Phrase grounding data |
=== Section Start ===
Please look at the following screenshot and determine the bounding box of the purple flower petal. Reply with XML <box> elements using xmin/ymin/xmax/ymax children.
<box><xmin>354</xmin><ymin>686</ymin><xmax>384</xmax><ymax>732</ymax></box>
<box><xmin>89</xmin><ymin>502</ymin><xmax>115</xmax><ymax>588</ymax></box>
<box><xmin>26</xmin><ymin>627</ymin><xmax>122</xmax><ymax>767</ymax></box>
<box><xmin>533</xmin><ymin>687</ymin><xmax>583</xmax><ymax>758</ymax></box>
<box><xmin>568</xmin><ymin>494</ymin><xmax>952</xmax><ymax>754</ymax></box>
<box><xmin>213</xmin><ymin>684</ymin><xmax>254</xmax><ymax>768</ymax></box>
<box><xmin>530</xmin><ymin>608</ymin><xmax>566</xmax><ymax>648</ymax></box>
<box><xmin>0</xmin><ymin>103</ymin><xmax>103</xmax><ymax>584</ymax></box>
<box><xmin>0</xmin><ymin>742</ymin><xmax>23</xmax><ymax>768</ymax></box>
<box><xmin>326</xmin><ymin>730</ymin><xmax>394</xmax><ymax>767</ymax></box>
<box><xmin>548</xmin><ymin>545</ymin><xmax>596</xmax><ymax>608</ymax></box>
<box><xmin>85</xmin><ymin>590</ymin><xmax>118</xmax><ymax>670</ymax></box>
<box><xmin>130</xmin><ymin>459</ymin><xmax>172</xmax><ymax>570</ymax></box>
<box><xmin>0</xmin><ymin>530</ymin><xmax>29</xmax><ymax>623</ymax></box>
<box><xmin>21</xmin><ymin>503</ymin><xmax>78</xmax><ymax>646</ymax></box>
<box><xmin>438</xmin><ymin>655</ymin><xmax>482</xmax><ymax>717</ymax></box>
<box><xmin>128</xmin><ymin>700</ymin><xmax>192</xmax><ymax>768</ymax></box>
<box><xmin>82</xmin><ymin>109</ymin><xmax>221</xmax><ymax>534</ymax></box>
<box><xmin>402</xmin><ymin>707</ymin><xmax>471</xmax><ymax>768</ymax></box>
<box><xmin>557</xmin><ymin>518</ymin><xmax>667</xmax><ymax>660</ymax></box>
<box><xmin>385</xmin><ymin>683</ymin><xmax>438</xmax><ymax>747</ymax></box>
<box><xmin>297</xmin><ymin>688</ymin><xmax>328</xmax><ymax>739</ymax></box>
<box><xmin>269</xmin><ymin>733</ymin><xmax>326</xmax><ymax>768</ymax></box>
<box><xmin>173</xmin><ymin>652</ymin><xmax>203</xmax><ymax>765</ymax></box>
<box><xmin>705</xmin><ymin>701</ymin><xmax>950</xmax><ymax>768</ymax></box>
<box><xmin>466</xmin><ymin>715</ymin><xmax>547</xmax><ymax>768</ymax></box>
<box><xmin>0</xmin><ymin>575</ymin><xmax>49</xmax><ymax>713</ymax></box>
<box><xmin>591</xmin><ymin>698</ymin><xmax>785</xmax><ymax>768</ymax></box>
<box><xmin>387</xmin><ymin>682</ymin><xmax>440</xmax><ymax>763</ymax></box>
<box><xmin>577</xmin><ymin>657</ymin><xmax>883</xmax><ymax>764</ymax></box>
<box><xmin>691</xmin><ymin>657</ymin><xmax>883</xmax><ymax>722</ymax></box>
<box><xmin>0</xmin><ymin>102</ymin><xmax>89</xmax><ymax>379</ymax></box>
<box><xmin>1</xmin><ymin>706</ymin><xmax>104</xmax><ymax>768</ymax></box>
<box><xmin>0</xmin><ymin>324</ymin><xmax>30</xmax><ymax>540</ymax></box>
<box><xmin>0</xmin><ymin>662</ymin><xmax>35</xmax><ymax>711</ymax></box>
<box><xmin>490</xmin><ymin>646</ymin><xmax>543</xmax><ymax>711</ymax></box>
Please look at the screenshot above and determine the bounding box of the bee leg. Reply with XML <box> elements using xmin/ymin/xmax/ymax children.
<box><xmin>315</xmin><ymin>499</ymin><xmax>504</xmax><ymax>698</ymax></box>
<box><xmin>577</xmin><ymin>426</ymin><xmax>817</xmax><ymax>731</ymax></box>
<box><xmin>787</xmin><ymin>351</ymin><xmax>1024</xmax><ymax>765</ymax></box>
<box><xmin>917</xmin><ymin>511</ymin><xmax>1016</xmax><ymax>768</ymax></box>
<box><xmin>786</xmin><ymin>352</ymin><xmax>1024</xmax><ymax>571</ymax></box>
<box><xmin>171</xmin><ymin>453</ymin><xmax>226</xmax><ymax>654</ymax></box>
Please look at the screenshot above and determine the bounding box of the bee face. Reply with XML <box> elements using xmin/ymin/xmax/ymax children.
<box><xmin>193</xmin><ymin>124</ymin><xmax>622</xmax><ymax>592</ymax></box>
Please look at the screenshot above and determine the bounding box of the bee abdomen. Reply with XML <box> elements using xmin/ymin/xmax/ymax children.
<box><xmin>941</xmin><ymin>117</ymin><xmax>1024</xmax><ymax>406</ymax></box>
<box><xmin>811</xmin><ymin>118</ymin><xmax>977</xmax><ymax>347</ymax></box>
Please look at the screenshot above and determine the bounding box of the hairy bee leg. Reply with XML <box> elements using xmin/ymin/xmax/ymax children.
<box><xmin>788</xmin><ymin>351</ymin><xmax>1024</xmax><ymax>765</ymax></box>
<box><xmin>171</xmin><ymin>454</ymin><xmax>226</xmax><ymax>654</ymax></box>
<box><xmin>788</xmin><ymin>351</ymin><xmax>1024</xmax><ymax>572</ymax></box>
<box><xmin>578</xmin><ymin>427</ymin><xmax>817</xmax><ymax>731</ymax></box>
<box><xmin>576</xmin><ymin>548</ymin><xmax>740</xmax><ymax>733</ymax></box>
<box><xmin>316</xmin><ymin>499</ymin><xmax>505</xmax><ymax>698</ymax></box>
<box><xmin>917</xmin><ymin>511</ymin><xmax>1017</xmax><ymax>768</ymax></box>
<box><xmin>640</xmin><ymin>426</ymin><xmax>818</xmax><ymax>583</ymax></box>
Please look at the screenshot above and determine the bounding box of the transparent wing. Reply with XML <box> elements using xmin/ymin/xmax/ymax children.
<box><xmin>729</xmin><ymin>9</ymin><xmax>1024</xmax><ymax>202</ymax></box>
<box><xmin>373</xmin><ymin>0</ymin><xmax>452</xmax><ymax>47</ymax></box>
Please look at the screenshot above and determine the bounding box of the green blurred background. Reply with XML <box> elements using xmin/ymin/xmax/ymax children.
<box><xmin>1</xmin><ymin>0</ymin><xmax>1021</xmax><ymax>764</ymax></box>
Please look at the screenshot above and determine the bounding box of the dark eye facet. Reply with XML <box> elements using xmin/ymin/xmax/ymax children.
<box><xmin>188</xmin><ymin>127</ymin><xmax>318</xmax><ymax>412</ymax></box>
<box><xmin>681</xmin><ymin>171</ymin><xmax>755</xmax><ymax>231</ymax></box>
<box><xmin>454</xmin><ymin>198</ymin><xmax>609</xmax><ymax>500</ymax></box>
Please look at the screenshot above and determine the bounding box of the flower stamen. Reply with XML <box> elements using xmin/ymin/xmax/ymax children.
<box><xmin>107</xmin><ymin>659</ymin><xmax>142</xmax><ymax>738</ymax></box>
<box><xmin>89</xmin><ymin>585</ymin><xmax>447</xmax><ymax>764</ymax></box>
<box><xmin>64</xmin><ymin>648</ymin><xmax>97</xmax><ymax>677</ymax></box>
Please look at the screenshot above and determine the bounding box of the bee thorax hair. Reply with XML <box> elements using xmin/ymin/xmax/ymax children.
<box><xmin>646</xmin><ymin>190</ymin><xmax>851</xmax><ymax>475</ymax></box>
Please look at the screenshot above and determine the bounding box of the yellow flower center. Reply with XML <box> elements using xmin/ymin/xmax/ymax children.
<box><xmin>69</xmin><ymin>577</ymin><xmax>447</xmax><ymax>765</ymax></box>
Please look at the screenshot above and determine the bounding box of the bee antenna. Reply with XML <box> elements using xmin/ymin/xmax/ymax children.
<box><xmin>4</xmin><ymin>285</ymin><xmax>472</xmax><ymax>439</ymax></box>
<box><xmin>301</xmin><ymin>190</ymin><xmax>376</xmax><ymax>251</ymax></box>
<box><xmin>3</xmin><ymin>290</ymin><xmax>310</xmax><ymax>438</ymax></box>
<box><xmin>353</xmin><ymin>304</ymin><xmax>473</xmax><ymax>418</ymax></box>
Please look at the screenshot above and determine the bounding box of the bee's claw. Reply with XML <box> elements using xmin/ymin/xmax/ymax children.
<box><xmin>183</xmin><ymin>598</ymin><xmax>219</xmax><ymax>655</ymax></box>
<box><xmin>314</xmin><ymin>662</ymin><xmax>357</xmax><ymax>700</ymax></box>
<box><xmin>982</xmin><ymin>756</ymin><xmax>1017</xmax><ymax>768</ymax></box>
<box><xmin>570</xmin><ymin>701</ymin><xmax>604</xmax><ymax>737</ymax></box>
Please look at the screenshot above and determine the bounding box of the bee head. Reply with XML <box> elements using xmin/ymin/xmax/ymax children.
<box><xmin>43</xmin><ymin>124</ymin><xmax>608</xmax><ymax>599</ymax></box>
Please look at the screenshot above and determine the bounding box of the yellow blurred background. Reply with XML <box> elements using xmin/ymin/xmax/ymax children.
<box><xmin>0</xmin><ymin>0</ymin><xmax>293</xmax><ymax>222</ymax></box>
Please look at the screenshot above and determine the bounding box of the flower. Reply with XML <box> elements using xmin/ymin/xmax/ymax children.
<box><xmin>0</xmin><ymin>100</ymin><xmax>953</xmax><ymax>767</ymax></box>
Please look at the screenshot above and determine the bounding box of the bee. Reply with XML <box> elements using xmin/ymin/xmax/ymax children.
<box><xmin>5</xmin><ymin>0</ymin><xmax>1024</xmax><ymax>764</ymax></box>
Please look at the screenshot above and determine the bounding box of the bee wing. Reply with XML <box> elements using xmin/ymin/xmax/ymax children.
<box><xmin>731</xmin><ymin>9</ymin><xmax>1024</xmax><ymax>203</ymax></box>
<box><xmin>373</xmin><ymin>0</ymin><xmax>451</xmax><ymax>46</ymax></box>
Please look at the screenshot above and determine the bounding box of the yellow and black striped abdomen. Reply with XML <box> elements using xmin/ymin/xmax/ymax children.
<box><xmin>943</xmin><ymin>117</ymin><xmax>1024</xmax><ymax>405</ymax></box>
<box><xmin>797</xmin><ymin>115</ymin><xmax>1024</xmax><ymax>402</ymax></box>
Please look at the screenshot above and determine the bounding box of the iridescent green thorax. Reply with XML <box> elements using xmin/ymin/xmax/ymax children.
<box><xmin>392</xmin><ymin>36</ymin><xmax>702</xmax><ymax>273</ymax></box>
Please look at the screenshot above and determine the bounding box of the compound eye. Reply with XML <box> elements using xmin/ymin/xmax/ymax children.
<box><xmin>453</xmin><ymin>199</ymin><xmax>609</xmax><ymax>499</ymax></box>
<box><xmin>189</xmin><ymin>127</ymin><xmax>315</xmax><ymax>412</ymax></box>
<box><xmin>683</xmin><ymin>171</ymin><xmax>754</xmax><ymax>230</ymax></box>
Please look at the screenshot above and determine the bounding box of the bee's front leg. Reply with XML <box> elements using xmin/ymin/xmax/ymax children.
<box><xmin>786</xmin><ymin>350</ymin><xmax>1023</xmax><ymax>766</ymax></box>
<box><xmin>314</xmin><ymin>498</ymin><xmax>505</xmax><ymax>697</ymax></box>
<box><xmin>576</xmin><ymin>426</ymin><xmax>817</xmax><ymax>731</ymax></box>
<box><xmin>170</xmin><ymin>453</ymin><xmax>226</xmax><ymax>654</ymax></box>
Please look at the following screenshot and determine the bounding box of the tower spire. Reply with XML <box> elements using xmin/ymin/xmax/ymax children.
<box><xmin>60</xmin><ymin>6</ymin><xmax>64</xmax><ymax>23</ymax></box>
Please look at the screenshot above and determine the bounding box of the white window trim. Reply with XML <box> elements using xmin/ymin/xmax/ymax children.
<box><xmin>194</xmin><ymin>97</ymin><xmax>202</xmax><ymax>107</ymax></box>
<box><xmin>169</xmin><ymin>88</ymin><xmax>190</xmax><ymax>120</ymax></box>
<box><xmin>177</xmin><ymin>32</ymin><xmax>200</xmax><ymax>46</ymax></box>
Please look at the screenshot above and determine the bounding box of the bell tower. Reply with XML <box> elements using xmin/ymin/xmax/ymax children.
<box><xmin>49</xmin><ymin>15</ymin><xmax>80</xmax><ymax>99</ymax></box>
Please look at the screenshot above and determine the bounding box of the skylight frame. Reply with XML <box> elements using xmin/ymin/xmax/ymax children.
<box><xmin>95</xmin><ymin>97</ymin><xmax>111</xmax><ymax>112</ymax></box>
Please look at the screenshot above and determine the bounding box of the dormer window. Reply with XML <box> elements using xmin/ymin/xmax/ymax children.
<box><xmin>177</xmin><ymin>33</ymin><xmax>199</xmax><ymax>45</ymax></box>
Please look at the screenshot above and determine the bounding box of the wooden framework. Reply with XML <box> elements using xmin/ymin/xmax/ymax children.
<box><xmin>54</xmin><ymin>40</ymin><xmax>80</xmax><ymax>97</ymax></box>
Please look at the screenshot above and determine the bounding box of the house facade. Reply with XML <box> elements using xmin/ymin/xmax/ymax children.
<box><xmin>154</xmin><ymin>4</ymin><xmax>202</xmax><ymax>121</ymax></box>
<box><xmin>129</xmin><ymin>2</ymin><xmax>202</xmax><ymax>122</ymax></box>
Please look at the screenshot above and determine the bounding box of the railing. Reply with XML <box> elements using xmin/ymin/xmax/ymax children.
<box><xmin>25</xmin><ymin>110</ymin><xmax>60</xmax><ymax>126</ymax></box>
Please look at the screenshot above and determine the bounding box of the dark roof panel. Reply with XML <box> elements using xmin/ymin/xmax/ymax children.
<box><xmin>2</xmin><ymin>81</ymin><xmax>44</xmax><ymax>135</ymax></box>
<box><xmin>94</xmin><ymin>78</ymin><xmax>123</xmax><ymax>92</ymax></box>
=== Section End ===
Problem statement |
Nothing but the lines from the one with "of the wooden" through the last line of the records above should be retyped, and those word for word.

Output below |
Please look at the screenshot above and determine the bounding box of the wooden framework. Reply with XML <box> elements using xmin/ymin/xmax/ymax children.
<box><xmin>54</xmin><ymin>40</ymin><xmax>80</xmax><ymax>97</ymax></box>
Please look at the screenshot above and determine the bounding box of the house facade. Reply with XML <box> elements using xmin/ymin/xmax/ymax children.
<box><xmin>154</xmin><ymin>4</ymin><xmax>202</xmax><ymax>121</ymax></box>
<box><xmin>129</xmin><ymin>2</ymin><xmax>202</xmax><ymax>122</ymax></box>
Please look at the screenshot above and determine the bounding box of the railing. Reply with XML <box> elements using xmin/ymin/xmax/ymax children.
<box><xmin>25</xmin><ymin>110</ymin><xmax>60</xmax><ymax>126</ymax></box>
Please look at the screenshot above and determine the bounding box of the dark roof panel. Reply with XML <box> elements using xmin/ymin/xmax/ymax children.
<box><xmin>2</xmin><ymin>81</ymin><xmax>44</xmax><ymax>135</ymax></box>
<box><xmin>94</xmin><ymin>78</ymin><xmax>123</xmax><ymax>92</ymax></box>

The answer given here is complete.